■ **Metin**:
MahkemeYargıtay 11. Hukuk Dairesi
Esas No 2020 / ****
Karar No 2021 / ****
Karar Tarihi **.02.2021
Karşı OyYok

Karar Metni

MAHKEMESİ :BÖLGE ADLİYE MAHKEMESİ 20. HUKUK DAİRESİ

Taraflar arasında görülen davada Ankara 4. Fikri ve Sınaî Haklar Hukuk Mahkemesi’nce verilen 12.09.2018 tarih ve 2017/300 E. – 2018/327 K. sayılı kararın davacı vekili tarafından istinaf edilmesi üzerine, istinaf isteminin esastan reddine dair Ankara Bölge Adliye Mahkemesi 20. Hukuk Dairesi’nce verilen 21.02.2020 tarih ve 2018/2062 E. – 2020/259 K. sayılı kararın Yargıtay’ca incelenmesi davacı vekili tarafından istenmiş ve temyiz dilekçesinin süresi içinde verildiği anlaşılmış olmakla, dava dosyası için Tetkik Hakimi … tarafından düzenlenen rapor dinlendikten ve yine dosya içerisindeki dilekçe, layihalar, duruşma tutanakları ve tüm belgeler okunup, incelendikten sonra işin gereği görüşülüp, düşünüldü:
Davacı vekili, “Casa Di Oliva” markasının ABD’de 2009 yılından bu yana davacı adına tescilli olduğu ve tanındığını, dava konusu 2009/23876 sayılı “şekil+CASA DI OLIVA” ibareli marka basvurusunun “zeytin, zeytin ezmeleri, yenilebilir bitkisel yağlar, zeytin yağı ve ayçicek yağı” emtiası bakımından yayınlanması üzerine davalı sirketin itirazıyla Markalar Dairesi Başkanlığı’nın başvuruyu reddettiği, YİDK’ya itiraz ettiklerini, davalının markasının “CASA” ibaresinden tek kelimeden, davacının başvurusunun ise “CASA DI OLIVA” olarak 3 kelimeden oluştuğu, taraf markalarının görsel, işitsel veya anlamsal düzeyde benzer olmadığı, “CASA” ibaresinin ev anlamına geldiği, orta zekada bir alıcının zeytin ibaresini barındıran bir marka ile mobilya sektöründe faal olan davalı şirket markasını karıştırma ihtimalinin olmadığını iddia ederek 2017-M-4316 sayılı YİDK kararının iptaline karar verilmesini talep etmiştir.
Davalı Türk Patent ve Marka Kurumu vekili, davanın reddine karar verilmesini savunmuştur.
Davalı şirket vekili, davacının dava konusu 2009/23876 sayılı “şekil+CASA DI OLIVA” ibareli marka başvurusunun 8/1-b ile benzerlik ve md.8/4’de belirtilen koşulların oluşma olasılığı bulunduğu gerekçesiyle reddedildiğini, davacı başvurusundaki “OLIVA” ibaresinin zeytin anlamına geldiğini ve dava konusu emtia için tanımlayıcı olduğunu, başvurudaki vurgu ve tonlamanın “CASA” ibaresi üzerinde odaklandığını, davacı markasının tanınmış “CASA” ibareli seri markaların ayırt edici karakterine zarar vereceğini savunarak davanın reddine karar verilmesini talep etmiştir.

■ **Sağlanan Veriler**:
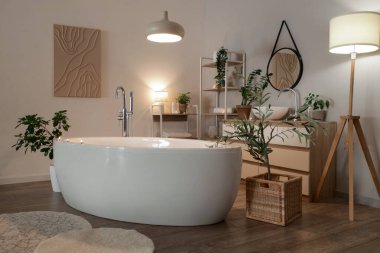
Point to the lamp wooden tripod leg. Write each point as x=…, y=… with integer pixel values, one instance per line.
x=353, y=121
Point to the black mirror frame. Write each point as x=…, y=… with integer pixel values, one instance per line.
x=300, y=62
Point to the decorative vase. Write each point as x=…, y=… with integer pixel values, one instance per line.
x=54, y=180
x=182, y=108
x=277, y=201
x=243, y=111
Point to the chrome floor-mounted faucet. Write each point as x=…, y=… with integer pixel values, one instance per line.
x=125, y=115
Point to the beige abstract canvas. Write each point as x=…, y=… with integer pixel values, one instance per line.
x=76, y=62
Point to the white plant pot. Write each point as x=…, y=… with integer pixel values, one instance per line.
x=53, y=179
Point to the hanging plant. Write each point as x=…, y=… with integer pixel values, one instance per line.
x=221, y=59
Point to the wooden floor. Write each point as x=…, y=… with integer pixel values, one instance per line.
x=324, y=227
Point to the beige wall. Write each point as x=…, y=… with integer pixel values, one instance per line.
x=26, y=57
x=128, y=59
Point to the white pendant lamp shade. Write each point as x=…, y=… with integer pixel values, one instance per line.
x=357, y=32
x=165, y=31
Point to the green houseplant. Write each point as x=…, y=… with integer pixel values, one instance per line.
x=316, y=106
x=271, y=197
x=183, y=100
x=252, y=92
x=38, y=137
x=221, y=59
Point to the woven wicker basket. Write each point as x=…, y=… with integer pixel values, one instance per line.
x=278, y=201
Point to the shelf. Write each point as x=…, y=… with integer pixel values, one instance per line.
x=229, y=63
x=219, y=114
x=172, y=117
x=222, y=89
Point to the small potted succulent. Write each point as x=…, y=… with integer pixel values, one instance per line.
x=252, y=92
x=37, y=137
x=221, y=59
x=316, y=106
x=183, y=100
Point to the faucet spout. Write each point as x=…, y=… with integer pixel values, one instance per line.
x=296, y=101
x=125, y=115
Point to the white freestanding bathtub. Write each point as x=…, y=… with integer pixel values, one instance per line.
x=149, y=180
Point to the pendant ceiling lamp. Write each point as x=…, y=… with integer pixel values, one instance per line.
x=165, y=31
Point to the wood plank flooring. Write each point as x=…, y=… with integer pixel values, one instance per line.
x=323, y=227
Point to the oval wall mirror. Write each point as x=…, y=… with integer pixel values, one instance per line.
x=286, y=67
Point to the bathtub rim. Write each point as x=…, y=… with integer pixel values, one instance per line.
x=225, y=146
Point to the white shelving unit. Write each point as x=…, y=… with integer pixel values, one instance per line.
x=221, y=95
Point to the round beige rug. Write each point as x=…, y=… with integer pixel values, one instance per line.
x=22, y=232
x=99, y=240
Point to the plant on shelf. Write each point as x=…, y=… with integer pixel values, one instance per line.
x=183, y=100
x=37, y=136
x=221, y=59
x=269, y=187
x=316, y=106
x=252, y=92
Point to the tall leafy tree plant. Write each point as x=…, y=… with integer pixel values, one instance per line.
x=221, y=59
x=260, y=131
x=37, y=135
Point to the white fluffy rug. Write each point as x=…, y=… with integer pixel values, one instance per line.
x=22, y=232
x=99, y=240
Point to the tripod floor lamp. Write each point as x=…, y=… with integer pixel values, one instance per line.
x=352, y=34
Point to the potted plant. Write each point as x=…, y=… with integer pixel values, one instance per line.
x=271, y=197
x=183, y=100
x=252, y=91
x=37, y=137
x=316, y=106
x=221, y=59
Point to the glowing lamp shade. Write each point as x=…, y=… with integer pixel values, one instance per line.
x=165, y=31
x=160, y=96
x=357, y=32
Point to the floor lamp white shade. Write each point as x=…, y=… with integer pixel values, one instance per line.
x=357, y=32
x=354, y=33
x=165, y=31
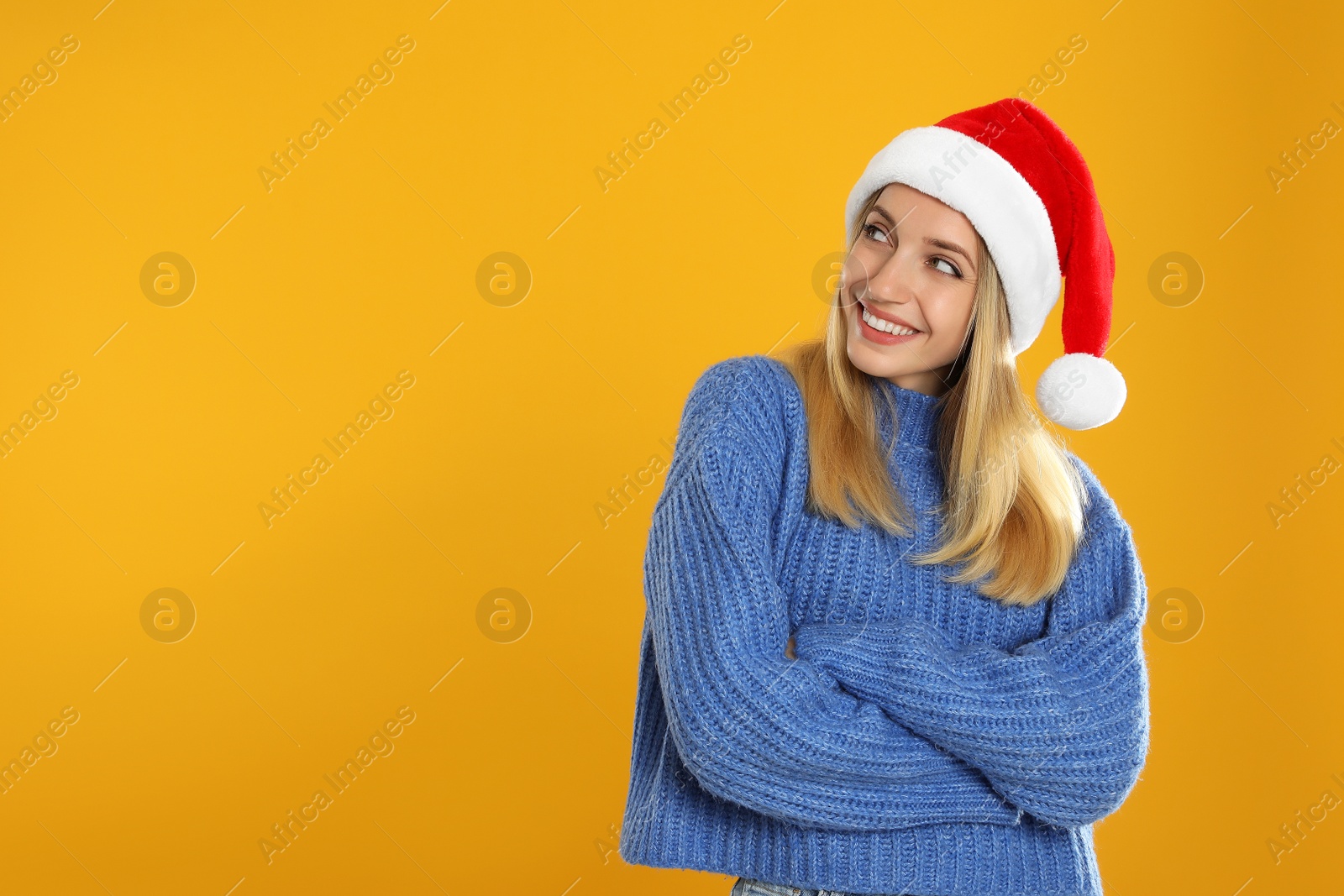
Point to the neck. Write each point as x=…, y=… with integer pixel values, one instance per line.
x=927, y=382
x=917, y=414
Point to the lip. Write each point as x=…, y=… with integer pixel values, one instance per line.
x=882, y=336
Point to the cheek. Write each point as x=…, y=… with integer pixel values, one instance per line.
x=949, y=315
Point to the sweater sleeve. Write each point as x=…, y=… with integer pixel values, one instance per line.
x=768, y=732
x=1059, y=726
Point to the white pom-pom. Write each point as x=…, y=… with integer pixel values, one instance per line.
x=1081, y=391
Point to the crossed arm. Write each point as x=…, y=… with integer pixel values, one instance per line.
x=1058, y=726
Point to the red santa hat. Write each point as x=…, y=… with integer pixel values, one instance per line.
x=1026, y=188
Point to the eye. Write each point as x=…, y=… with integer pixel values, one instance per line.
x=954, y=271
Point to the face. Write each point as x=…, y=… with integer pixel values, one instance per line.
x=913, y=275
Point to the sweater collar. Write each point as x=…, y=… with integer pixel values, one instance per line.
x=917, y=414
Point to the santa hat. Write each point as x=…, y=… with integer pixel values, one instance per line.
x=1026, y=188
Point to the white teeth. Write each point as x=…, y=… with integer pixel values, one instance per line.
x=887, y=327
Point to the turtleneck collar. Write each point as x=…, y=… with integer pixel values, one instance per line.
x=917, y=414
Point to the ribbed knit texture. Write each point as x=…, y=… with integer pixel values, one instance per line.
x=927, y=739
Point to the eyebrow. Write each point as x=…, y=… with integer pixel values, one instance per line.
x=932, y=241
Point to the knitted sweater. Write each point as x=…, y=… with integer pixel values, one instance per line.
x=927, y=739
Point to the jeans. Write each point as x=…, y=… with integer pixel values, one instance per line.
x=746, y=887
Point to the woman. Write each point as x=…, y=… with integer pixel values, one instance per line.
x=893, y=640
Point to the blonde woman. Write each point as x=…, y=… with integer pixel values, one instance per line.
x=893, y=641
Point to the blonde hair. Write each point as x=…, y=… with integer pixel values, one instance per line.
x=1014, y=503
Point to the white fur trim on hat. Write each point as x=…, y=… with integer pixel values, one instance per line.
x=1000, y=204
x=1081, y=391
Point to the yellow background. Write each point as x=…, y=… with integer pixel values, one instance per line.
x=363, y=259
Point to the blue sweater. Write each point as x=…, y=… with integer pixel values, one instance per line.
x=927, y=739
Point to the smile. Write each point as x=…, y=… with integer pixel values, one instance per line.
x=882, y=327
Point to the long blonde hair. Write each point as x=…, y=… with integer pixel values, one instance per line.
x=1014, y=503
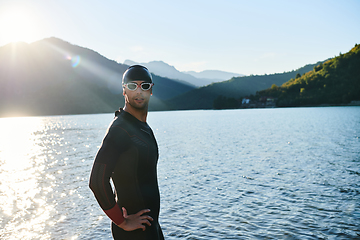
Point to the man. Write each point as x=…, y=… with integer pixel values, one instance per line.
x=128, y=155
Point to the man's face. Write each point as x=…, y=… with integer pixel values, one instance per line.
x=139, y=98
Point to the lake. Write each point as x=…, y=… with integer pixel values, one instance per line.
x=281, y=173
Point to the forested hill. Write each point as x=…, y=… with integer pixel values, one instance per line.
x=52, y=76
x=203, y=98
x=336, y=81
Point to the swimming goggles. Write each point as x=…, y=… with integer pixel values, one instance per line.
x=133, y=86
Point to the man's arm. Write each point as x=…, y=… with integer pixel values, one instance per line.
x=115, y=142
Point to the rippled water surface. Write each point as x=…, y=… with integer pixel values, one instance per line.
x=238, y=174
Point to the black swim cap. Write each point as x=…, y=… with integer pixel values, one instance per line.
x=137, y=73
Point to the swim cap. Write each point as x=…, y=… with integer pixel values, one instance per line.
x=137, y=73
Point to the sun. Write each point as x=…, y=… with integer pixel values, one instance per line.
x=18, y=24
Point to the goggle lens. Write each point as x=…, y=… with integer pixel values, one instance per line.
x=143, y=86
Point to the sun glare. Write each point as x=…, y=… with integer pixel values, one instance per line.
x=18, y=24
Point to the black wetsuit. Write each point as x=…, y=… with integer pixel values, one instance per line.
x=128, y=155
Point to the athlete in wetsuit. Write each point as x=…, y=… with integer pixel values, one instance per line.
x=129, y=155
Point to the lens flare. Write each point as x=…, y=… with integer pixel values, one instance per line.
x=75, y=61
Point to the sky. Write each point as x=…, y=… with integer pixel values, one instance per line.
x=246, y=37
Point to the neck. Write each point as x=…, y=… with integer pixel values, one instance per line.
x=140, y=114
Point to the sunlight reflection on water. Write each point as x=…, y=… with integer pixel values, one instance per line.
x=242, y=174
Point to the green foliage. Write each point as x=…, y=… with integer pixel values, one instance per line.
x=336, y=81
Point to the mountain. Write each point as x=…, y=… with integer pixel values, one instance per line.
x=214, y=74
x=236, y=87
x=165, y=70
x=51, y=77
x=194, y=78
x=336, y=81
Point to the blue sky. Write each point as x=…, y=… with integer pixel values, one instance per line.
x=248, y=37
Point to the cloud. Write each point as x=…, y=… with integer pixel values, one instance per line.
x=136, y=48
x=193, y=66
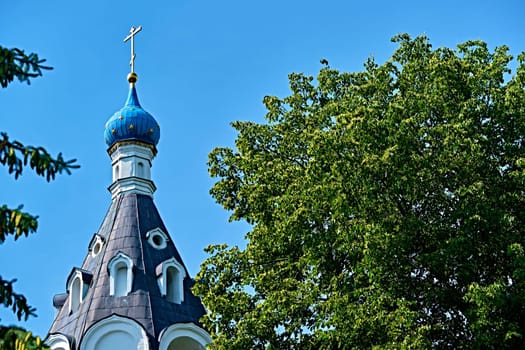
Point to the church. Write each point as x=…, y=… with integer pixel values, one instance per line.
x=132, y=290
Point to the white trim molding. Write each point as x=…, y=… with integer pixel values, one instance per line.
x=110, y=332
x=170, y=278
x=188, y=332
x=131, y=162
x=115, y=266
x=57, y=342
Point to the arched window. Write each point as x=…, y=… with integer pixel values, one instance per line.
x=95, y=246
x=120, y=275
x=170, y=278
x=172, y=288
x=121, y=282
x=140, y=169
x=183, y=336
x=75, y=294
x=115, y=332
x=116, y=172
x=77, y=287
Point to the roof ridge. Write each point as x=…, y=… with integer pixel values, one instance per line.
x=144, y=264
x=84, y=319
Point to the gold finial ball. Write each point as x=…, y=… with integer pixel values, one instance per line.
x=132, y=78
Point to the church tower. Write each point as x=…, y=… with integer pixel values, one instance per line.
x=132, y=291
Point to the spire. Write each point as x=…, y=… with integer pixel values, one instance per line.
x=133, y=290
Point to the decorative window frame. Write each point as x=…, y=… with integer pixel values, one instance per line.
x=96, y=244
x=84, y=278
x=111, y=324
x=162, y=275
x=113, y=265
x=183, y=330
x=57, y=341
x=157, y=232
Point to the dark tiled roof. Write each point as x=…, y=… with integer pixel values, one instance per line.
x=124, y=229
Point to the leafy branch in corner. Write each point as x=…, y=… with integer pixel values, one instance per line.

■ **İstenen Görev A**:
Casa Di Oliva marka davasına ilişkin metinde, davacı vekiline göre "CASA" ibaresi ne anlama gelmektedir?
■ **İstenen Görev B**:
Casa Di Oliva marka davasına ilişkin metinde "Davalı Türk Patent" sözleriyle başlayıp "reddine karar verilmesini talep etmiştir." sözlerine kadar devam eden bölümü kelimesi kelimesine yazıya geçirin.

■ **Alıştırma Çıktısı A**:
"CASA" ibaresi ev anlamına gelmektedir.

■ **Alıştırma Çıktısı B**:
Davalı Türk Patent ve Marka Kurumu vekili, davanın reddine karar verilmesini savunmuştur.
Davalı şirket vekili, davacının dava konusu 2009/23876 sayılı “şekil+CASA DI OLIVA” ibareli marka başvurusunun 8/1-b ile benzerlik ve md.8/4’de belirtilen koşulların oluşma olasılığı bulunduğu gerekçesiyle reddedildiğini, davacı başvurusundaki “OLIVA” ibaresinin zeytin anlamına geldiğini ve dava konusu emtia için tanımlayıcı olduğunu, başvurudaki vurgu ve tonlamanın “CASA” ibaresi üzerinde odaklandığını, davacı markasının tanınmış “CASA” ibareli seri markaların ayırt edici karakterine zarar vereceğini savunarak davanın reddine karar verilmesini talep etmiştir.